INSTRUCTIONS TO FOLLOW = With the pictures excluded, retype the records that follow exactly.

[Stored data entries]
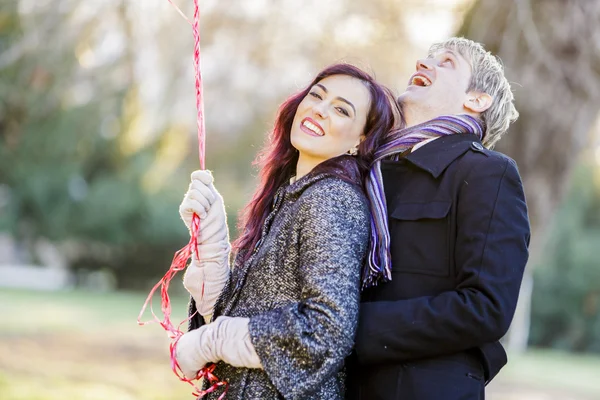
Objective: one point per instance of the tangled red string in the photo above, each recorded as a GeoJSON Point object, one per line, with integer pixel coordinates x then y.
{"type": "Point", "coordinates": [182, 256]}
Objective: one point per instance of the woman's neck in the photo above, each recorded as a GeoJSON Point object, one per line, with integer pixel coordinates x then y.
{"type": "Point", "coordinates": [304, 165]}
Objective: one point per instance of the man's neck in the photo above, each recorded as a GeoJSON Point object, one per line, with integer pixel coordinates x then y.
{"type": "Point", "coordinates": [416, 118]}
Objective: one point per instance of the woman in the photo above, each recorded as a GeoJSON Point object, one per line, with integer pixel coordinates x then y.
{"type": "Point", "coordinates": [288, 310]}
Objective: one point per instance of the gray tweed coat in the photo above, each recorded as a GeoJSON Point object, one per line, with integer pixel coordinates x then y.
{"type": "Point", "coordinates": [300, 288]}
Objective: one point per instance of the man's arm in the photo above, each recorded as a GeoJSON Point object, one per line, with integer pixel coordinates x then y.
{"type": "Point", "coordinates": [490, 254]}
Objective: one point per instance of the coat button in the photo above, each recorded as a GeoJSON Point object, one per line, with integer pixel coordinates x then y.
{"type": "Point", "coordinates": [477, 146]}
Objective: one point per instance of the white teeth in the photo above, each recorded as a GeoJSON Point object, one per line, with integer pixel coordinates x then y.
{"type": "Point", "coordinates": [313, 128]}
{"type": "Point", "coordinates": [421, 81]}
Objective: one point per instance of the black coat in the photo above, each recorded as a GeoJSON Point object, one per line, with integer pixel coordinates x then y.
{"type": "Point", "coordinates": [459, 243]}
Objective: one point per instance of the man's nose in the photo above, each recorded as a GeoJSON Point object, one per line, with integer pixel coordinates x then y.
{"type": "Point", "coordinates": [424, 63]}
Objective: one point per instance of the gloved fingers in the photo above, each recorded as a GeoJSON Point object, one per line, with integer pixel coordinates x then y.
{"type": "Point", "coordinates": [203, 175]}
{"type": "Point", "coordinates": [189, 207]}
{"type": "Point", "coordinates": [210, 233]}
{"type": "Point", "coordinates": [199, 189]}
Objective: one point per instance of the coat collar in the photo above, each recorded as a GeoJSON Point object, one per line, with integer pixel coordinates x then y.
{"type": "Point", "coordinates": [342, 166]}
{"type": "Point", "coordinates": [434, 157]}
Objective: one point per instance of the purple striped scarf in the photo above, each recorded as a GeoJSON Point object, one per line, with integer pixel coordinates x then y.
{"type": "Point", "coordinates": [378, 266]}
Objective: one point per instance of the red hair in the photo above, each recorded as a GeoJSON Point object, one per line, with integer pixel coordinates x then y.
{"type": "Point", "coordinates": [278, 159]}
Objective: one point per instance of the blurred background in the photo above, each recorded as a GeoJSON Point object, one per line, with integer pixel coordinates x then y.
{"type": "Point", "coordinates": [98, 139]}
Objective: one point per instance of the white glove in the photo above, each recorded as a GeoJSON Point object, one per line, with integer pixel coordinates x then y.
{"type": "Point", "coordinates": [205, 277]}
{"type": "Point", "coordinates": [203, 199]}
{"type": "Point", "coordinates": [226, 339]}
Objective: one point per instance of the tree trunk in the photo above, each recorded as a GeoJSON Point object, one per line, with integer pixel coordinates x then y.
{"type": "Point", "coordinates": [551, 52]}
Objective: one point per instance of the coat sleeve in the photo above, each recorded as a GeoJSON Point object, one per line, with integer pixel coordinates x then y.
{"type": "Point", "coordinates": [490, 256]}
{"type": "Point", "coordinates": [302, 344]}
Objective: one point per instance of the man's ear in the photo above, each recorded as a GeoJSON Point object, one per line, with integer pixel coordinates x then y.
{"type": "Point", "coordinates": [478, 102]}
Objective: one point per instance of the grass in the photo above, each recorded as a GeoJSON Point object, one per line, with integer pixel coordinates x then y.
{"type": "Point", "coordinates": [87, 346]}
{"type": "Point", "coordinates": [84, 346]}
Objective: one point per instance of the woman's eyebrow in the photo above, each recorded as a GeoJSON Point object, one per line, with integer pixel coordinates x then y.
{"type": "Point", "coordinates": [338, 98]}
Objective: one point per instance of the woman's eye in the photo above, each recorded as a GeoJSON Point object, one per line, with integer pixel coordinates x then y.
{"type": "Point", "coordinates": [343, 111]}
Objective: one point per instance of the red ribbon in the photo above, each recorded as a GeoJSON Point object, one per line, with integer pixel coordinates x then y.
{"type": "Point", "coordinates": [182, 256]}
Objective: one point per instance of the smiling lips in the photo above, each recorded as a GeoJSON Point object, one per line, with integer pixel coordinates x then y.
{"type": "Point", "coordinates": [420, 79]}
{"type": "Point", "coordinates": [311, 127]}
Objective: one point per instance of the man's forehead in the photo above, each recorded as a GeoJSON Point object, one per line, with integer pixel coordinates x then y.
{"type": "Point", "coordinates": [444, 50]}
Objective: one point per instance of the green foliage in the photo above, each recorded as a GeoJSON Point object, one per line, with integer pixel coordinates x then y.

YOUR SOLUTION =
Objective: one point per instance of the tangled red string in the photo above, each recorded as a GeoJSON Point object, one per line, with integer pixel coordinates x then y.
{"type": "Point", "coordinates": [182, 256]}
Objective: one point per instance of the woman's neck in the photo above, each recorded as a GeoJSON Point object, one per line, with integer pixel coordinates x then y.
{"type": "Point", "coordinates": [304, 165]}
Objective: one point per instance of the man's neck in the photo above, each recorded as a GeoJSON Point object, one per line, with integer pixel coordinates x then y.
{"type": "Point", "coordinates": [416, 118]}
Objective: one point per instance of the woman in the photo above, each recorded as a GeoJSON Point object, one per line, with integer pixel coordinates x then y.
{"type": "Point", "coordinates": [288, 310]}
Objective: one point per instance of the gray tweed coat in the photo above, each recorded as a GeoJSON Point object, one per line, with integer pixel coordinates x then y.
{"type": "Point", "coordinates": [300, 288]}
Objective: one point per instance of the man's arm in the photo above, each recorded as a GeoJSON Point object, one per line, with integer pixel coordinates x then y.
{"type": "Point", "coordinates": [490, 254]}
Objective: one point per instance of the coat button in the photo above, each recorded as a GeoJSON Point object, one per line, with integer pixel coordinates x then y.
{"type": "Point", "coordinates": [477, 146]}
Objective: one point per instance of the white teeth in the photo above, each recorded as a GeoJSON Point object, one per line, with integer pixel coordinates x then y.
{"type": "Point", "coordinates": [313, 128]}
{"type": "Point", "coordinates": [421, 81]}
Objective: one point per instance of the black coat in the photo above, each recorded as a GeoJSON Point object, one per line, with integer pixel coordinates x then y.
{"type": "Point", "coordinates": [459, 243]}
Objective: one point per instance of the man's nose in the photo above, each recorded as a GeoJSON Point object, one per line, with integer pixel coordinates x then y.
{"type": "Point", "coordinates": [424, 63]}
Objective: one point per instance of the gloved fingers in the photo above, each recorded as a GeoJSON Point object, one per line, with integer pixel coordinates x then y.
{"type": "Point", "coordinates": [203, 175]}
{"type": "Point", "coordinates": [189, 207]}
{"type": "Point", "coordinates": [210, 233]}
{"type": "Point", "coordinates": [199, 189]}
Objective: one point per instance of the coat collar in the photo above, each recorded as a GeoJSON Point object, one per line, with integer pixel coordinates x then y.
{"type": "Point", "coordinates": [342, 166]}
{"type": "Point", "coordinates": [434, 157]}
Objective: one point per instance of the purple striped scarf in the photo above, each recorded as a GeoJSON Point object, one per line, with integer pixel coordinates x then y.
{"type": "Point", "coordinates": [378, 266]}
Objective: one point per instance of the red hair in the photo above, each recorded as a GeoJSON Point object, one per line, with integer pixel coordinates x then y.
{"type": "Point", "coordinates": [278, 159]}
Objective: one point per instance of the blurred background in the photo above, each recorded as a GeoJSON Point object, one per line, with integer pixel coordinates x then y.
{"type": "Point", "coordinates": [98, 139]}
Objective: one point per instance of the white glove in the photo above, each recorded as a GeoJSON Point object, one per line, with integer pixel coordinates x then y.
{"type": "Point", "coordinates": [205, 277]}
{"type": "Point", "coordinates": [203, 199]}
{"type": "Point", "coordinates": [226, 339]}
Objective: one point per instance of the tree trunk in the photo above, each recorded as a GeoJSON Point object, one per line, with integer pixel coordinates x then y.
{"type": "Point", "coordinates": [551, 52]}
Objective: one point per instance of the coat sleeve in the photo above, each recorded as a GeoJSON Point object, one per line, with integer pixel coordinates x then y.
{"type": "Point", "coordinates": [490, 256]}
{"type": "Point", "coordinates": [302, 344]}
Objective: one point per instance of the man's ear in the photo above, each recorded as a GeoJSON Point object, one per line, with integer pixel coordinates x then y.
{"type": "Point", "coordinates": [478, 102]}
Objective: one point per instance of the grass in the photo above, each recorded as a GeoJSON Point object, one per line, with integer pixel coordinates x then y.
{"type": "Point", "coordinates": [87, 346]}
{"type": "Point", "coordinates": [84, 346]}
Objective: one point per instance of the woman's eyebrow in the photo above, each recorded as a GeoJSON Point object, one per line, with integer pixel coordinates x then y.
{"type": "Point", "coordinates": [338, 98]}
Objective: one point per instance of the woman's eye in the photo above, each recorded as a GeoJSON Point object, one per line, with integer pixel coordinates x then y.
{"type": "Point", "coordinates": [343, 111]}
Objective: one point per instance of the red ribbon in the photo above, each recorded as a GeoJSON Point object, one per line, with integer pixel coordinates x then y.
{"type": "Point", "coordinates": [182, 256]}
Objective: one point per instance of the smiling lips in the photo above, each recorded as a GeoJSON Point object, one per line, with integer pixel coordinates x then y.
{"type": "Point", "coordinates": [420, 79]}
{"type": "Point", "coordinates": [311, 127]}
Objective: one point per instance of the man's forehead in the photo above, each recorded as a GeoJSON Point object, one per line, with integer pixel coordinates x then y.
{"type": "Point", "coordinates": [444, 50]}
Objective: one point per instance of the green foliage in the photo above, each recorded as a GeoJSON Point object, one per line, with integer pixel coordinates x then y.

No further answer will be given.